● やること
下のリストで「white」という文字列が入っている行をすべて探し、その行を書き写してください。大文字と小文字は区別します。

● 表示されたリスト
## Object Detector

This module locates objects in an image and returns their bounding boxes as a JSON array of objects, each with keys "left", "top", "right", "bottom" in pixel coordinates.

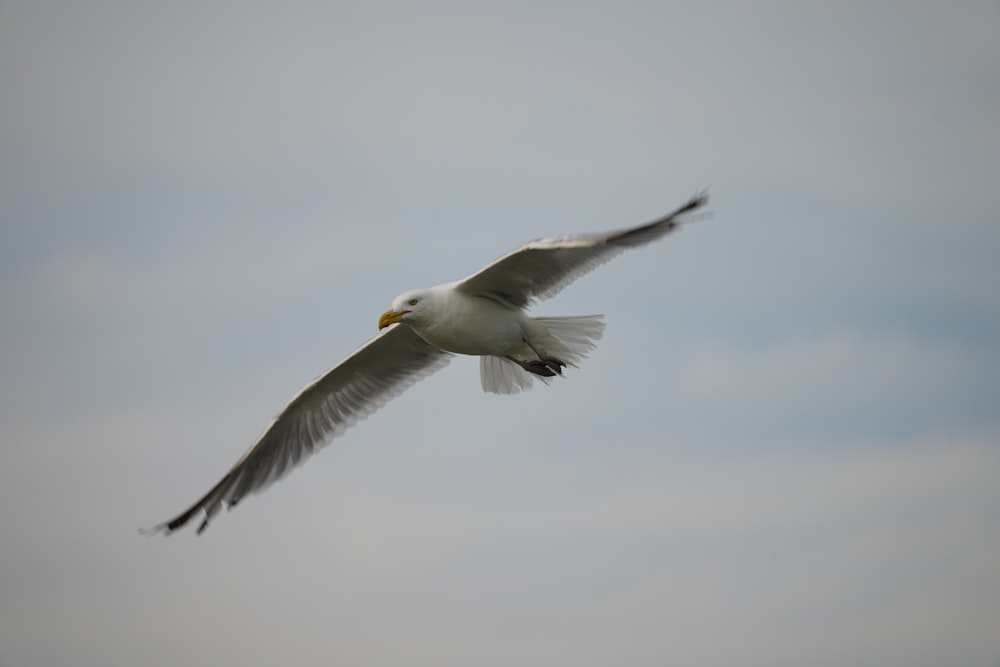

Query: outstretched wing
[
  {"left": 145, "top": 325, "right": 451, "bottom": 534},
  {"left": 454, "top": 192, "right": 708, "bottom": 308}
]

...

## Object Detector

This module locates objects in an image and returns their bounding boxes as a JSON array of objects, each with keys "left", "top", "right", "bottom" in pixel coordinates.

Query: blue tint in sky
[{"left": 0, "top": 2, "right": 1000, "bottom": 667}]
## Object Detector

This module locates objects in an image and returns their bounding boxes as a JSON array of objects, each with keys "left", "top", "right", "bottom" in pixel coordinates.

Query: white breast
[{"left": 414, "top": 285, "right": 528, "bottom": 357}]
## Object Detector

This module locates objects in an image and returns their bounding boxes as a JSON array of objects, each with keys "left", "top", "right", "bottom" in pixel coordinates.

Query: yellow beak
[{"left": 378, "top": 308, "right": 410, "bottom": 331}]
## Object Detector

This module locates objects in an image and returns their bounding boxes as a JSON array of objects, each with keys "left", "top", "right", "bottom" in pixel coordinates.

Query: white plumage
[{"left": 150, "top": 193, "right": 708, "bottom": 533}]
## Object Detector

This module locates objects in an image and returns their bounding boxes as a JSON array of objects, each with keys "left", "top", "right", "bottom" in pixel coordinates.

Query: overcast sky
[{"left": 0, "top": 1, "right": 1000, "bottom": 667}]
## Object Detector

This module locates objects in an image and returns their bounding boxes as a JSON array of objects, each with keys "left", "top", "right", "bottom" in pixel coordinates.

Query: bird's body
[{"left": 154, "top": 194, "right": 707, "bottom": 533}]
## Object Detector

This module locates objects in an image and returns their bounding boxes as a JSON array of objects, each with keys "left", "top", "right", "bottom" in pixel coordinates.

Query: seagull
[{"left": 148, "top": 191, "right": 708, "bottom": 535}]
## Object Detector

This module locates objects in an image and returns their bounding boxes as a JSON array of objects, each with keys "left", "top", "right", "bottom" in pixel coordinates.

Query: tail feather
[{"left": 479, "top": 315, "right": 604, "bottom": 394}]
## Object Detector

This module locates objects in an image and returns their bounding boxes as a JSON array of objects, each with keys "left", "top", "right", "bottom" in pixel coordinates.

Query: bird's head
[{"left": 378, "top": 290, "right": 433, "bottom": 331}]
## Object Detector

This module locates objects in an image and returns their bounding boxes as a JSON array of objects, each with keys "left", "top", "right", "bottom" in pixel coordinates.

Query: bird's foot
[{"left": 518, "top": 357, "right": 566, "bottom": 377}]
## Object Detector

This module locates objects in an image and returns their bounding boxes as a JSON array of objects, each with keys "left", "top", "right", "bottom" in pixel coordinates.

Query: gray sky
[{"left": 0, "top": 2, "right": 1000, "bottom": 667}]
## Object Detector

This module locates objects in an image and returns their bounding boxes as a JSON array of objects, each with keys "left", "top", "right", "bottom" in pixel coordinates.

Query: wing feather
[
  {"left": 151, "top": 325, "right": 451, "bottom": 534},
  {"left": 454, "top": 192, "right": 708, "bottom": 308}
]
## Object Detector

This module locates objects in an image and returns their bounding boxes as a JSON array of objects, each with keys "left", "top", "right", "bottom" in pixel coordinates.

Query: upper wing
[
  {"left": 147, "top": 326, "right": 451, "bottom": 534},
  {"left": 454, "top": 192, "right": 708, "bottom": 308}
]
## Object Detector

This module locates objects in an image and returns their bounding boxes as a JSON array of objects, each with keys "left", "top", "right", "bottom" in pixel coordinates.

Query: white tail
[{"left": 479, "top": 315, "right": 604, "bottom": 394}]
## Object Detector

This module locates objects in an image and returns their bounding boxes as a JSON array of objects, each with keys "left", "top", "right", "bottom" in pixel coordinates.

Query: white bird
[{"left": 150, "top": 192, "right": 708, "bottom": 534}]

● 答え
Query: white breast
Query: white plumage
Query: white tail
Query: white bird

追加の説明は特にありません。